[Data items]
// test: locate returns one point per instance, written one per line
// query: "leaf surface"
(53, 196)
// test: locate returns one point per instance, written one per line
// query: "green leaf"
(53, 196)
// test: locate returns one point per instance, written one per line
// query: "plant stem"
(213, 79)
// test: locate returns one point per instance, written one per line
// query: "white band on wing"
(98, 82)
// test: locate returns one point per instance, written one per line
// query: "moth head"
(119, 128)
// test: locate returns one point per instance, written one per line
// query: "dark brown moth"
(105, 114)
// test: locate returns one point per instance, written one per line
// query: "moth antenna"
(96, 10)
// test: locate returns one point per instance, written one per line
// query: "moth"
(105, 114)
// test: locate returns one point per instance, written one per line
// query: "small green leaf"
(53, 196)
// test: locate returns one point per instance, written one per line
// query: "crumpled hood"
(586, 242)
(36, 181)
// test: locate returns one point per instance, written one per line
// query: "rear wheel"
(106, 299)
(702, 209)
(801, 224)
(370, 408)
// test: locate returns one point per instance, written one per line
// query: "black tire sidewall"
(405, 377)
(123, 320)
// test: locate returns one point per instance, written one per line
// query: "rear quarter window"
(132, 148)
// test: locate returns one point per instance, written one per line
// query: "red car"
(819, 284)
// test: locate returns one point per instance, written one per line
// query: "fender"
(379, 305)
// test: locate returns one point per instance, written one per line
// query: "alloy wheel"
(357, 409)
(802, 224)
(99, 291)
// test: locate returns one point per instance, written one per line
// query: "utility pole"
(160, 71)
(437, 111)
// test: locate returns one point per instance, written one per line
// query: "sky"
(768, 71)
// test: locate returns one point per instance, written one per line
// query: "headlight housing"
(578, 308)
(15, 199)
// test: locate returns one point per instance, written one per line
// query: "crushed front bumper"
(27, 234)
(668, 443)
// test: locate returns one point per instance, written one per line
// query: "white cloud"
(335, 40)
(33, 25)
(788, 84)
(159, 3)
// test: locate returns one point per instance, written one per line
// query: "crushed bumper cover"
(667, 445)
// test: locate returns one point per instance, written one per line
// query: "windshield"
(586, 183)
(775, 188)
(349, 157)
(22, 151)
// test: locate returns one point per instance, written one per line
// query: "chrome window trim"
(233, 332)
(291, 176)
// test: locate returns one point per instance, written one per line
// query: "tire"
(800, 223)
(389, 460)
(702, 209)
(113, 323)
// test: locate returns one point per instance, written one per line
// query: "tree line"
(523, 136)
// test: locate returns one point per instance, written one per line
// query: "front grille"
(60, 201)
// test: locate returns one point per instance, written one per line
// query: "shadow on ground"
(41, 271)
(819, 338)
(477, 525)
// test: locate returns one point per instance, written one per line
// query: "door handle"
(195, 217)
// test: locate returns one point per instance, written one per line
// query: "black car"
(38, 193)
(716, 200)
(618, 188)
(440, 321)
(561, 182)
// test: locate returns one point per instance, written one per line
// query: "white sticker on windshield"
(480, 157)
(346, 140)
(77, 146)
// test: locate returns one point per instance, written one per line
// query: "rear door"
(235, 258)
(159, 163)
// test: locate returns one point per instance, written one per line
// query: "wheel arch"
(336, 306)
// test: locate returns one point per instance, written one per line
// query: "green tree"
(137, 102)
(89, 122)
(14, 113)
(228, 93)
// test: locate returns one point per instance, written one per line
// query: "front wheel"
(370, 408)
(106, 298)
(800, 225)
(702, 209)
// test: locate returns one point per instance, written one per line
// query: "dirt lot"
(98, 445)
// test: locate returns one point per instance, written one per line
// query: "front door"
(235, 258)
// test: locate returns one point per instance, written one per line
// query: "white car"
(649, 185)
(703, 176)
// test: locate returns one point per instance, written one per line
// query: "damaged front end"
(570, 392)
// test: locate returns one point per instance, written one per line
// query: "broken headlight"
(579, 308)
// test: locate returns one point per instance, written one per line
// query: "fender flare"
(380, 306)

** About this exercise **
The records above should be repeated word for word.

** Solution to this task **
// test: locate returns one point per instance, written one per line
// query: "leaf surface"
(53, 196)
// test: locate returns one point per instance, written one per line
// query: "green leaf"
(53, 196)
// test: locate returns one point per instance, written one per line
// query: "plant stem"
(213, 79)
// test: locate returns one point per instance, written one per line
// query: "white band on wing"
(98, 82)
// test: locate returns one point per instance, written one per line
// query: "moth head"
(119, 128)
// test: locate returns one point per instance, written one per line
// query: "dark brown moth"
(105, 114)
// test: locate returns one point per instance, written one per line
// query: "moth antenna"
(96, 10)
// test: locate returns one point per instance, written one per line
// query: "moth"
(105, 114)
// test: locate returns one point per instance, written one per line
// query: "small green leaf"
(53, 196)
// test: locate returns one point per instance, written one per line
// query: "crumpled hood"
(586, 242)
(36, 181)
// test: locate returns one point per instance, written one per line
// query: "rear wheel"
(106, 299)
(702, 209)
(801, 224)
(370, 408)
// test: locate returns one point per instance, written one per line
// query: "black tire sidewall"
(405, 377)
(123, 320)
// test: locate returns one point per instance, written one per line
// query: "rear quarter window"
(132, 148)
// test: locate returns one point per instance, written one per line
// query: "red car"
(819, 284)
// test: locate returns one point per instance, written one per line
// query: "fender"
(379, 305)
// test: locate returns one point per instance, written one per line
// query: "alloy wheel"
(357, 409)
(802, 224)
(99, 291)
// test: locate returns one point per instance, written one per line
// query: "utility pole"
(160, 71)
(437, 111)
// test: locate returns one point per instance, written one per line
// query: "sky"
(768, 71)
// test: locate returns one point per instance, written one per line
// query: "headlight housing"
(578, 308)
(15, 199)
// test: locate returns one point per instance, written one per line
// query: "crushed front bumper"
(27, 234)
(668, 443)
// test: locate returns one point per instance, written one per line
// query: "white cloud"
(335, 40)
(33, 25)
(788, 84)
(159, 3)
// test: locate returns one point per instance, written one per line
// query: "crushed bumper cover"
(667, 445)
// test: locate returns one point per instance, written one per line
// query: "windshield"
(586, 183)
(775, 188)
(349, 157)
(22, 151)
// test: locate returns one point per instance, written one per line
// query: "chrome window trim"
(233, 332)
(291, 176)
// test: locate returns one point per instance, written one per line
// query: "tire"
(800, 223)
(389, 460)
(702, 209)
(113, 323)
// test: locate returns one point per instance, written one per line
// query: "tree line"
(523, 136)
// test: locate returns one point per instance, written one per line
// query: "front grille"
(60, 201)
// test: locate returns one point per instance, written one per line
// query: "shadow on ground"
(41, 271)
(819, 338)
(477, 525)
// test: locate returns one point per instance, written one per line
// query: "door handle"
(195, 217)
// test: locate returns one point per instance, written one per line
// query: "black car"
(38, 193)
(716, 200)
(618, 188)
(440, 321)
(561, 182)
// test: locate returns one point per instance, written one per line
// query: "white sticker on windshield"
(480, 157)
(346, 140)
(77, 146)
// test: locate returns one point per instance, written one per line
// query: "rear door"
(235, 258)
(159, 163)
// test: locate returns one point per instance, written one per line
// query: "wheel arch"
(336, 306)
// test: locate returns one point per instance, written one per line
// query: "green tree"
(137, 102)
(89, 122)
(14, 113)
(228, 93)
// test: locate returns one point per instance, written one per line
// query: "front wheel"
(370, 408)
(106, 298)
(800, 225)
(702, 209)
// test: locate returns one point per instance, written one per line
// query: "dirt lot"
(98, 445)
// test: locate returns one point per instance, written one per line
// query: "front door"
(235, 258)
// test: locate returns one point per instance, written one per line
// query: "white car"
(649, 185)
(703, 176)
// test: locate returns one point per instance, written one per line
// query: "damaged front end"
(570, 392)
// test: locate returns one point per instance, written one per line
// query: "broken headlight"
(579, 308)
// test: locate returns one point per instance, written one per line
// query: "fender flare"
(380, 306)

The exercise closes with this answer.